** WHAT YOU SHOULD DO **
Show all the lines in the data below that include the word "roof".

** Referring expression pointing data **
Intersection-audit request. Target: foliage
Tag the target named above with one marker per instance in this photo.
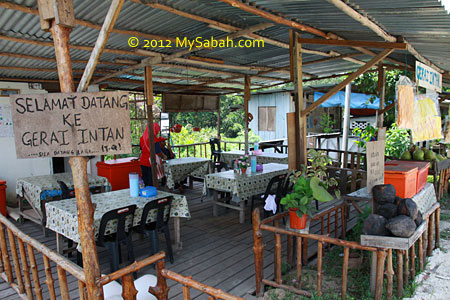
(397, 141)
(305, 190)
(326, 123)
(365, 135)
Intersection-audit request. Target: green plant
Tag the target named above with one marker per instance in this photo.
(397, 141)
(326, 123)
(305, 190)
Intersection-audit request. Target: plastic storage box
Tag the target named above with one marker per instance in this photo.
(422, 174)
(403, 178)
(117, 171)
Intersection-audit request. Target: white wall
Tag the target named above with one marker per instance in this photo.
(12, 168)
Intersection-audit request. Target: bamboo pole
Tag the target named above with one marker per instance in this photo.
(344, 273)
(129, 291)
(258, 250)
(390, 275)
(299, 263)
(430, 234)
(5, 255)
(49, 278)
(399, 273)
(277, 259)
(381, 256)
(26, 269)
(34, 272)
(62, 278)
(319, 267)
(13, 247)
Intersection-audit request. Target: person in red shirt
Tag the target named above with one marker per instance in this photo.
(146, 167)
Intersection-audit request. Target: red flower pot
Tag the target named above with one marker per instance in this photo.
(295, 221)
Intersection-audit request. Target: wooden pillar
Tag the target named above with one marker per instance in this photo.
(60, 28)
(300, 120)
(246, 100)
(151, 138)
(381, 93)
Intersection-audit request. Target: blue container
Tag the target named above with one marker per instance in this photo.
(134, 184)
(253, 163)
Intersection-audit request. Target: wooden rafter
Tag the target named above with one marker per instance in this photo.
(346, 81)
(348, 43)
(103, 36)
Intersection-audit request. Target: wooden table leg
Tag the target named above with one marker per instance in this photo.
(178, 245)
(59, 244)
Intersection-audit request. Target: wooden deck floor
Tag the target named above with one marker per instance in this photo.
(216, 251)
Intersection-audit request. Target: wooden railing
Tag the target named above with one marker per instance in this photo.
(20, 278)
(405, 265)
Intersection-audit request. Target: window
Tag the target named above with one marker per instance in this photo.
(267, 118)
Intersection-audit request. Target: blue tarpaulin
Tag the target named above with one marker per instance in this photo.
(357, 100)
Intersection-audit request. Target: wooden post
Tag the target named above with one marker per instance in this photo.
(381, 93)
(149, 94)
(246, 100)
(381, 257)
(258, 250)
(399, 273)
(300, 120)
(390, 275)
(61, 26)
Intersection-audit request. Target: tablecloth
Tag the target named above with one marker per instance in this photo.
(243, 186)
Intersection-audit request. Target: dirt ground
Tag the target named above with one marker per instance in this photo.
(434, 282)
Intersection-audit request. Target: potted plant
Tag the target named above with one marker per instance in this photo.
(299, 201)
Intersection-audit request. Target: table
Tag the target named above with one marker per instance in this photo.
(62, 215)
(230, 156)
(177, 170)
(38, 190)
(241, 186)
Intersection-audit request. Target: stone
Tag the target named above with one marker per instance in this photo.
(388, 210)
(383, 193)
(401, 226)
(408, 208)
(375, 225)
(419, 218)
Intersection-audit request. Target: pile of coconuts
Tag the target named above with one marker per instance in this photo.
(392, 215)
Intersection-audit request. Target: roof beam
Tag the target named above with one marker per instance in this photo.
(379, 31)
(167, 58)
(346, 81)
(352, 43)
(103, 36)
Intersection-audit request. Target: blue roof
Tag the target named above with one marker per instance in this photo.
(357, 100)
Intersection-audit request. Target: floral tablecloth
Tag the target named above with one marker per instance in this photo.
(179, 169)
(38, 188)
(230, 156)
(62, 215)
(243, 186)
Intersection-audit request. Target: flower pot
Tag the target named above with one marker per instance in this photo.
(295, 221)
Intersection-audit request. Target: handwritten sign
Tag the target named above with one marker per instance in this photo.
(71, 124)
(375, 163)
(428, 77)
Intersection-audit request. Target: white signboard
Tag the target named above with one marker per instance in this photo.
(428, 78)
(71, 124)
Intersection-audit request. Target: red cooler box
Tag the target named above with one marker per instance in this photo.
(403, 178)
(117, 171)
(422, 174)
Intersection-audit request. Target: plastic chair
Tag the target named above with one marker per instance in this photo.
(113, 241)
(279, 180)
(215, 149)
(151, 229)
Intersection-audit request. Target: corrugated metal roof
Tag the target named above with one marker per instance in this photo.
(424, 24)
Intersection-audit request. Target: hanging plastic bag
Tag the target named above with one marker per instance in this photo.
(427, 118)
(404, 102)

** RESPONSE AREA **
Intersection-audit request. Target: roof beam
Intersection-audit request. Target: blue roof
Intersection-audit request. Target: corrugated metal roof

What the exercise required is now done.